■ **Instruction**
Transcribe each line of the material as it is, and drop any picture.

[Point annotation records]

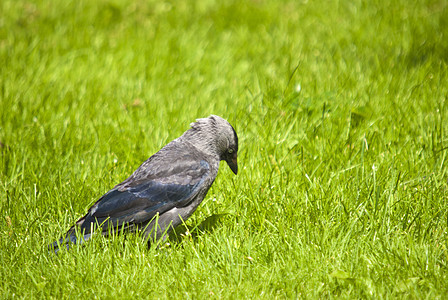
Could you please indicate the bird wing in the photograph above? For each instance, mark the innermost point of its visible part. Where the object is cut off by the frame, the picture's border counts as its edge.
(139, 200)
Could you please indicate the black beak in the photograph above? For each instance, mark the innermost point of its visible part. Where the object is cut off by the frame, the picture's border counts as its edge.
(233, 163)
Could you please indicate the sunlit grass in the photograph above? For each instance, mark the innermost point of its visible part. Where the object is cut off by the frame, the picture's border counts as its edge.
(341, 113)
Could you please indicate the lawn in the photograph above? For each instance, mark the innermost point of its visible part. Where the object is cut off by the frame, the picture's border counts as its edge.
(341, 110)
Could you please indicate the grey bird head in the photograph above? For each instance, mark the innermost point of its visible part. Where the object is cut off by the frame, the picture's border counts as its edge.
(216, 137)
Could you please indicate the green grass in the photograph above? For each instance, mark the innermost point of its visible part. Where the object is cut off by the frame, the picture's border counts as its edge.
(341, 110)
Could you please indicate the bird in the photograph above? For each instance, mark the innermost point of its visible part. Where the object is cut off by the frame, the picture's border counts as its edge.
(165, 190)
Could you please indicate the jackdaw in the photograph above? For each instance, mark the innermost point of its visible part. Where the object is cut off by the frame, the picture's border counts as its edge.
(166, 189)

■ **Expected answer**
Could you please indicate the bird wing in the photograph above? For each instance, mark the innermost point of its visible part. Where the object is cut off by the frame, the picture's border counts as its edge.
(139, 200)
Could you please indicate the black beak in the photograph above? For each instance, mark the innermost point of its visible part. Where the object is cut off by the frame, the picture's border counts as its edge.
(233, 163)
Could you please indicate the sunlit grass in the photograph above? For each instance, mark the innermost point of its visible part. Where the object is cut off by the frame, the picture's border counts as its edge.
(341, 113)
Could you please indicate the lawn in the photograph above? For each instance, mark the innermost point of its visible part. Where the object is cut off by the frame, the picture's border counts as its edge.
(341, 110)
Could you please indicate the grey bird head in the photograph above? For each instance, mark the innermost point of its visible part. Where the object is cut off by the frame, the picture's border counts as its edge.
(216, 137)
Could you please indicate the green grass in the photograph above? For each instance, mark the innermost point of its visible part. Where the object is cut off by the frame, the picture's border counts as its edge.
(341, 110)
Could you please indicate the bird in the photograph above? For each instance, mark the innermost point of its visible part. Where the object is cut off by the frame, the picture's border counts as its edge.
(165, 190)
Could you please indicate the jackdaw in the photograph above? For each instance, mark the innermost point of its visible part. Where the object is cut off by the frame, the picture's border counts as its edge.
(166, 189)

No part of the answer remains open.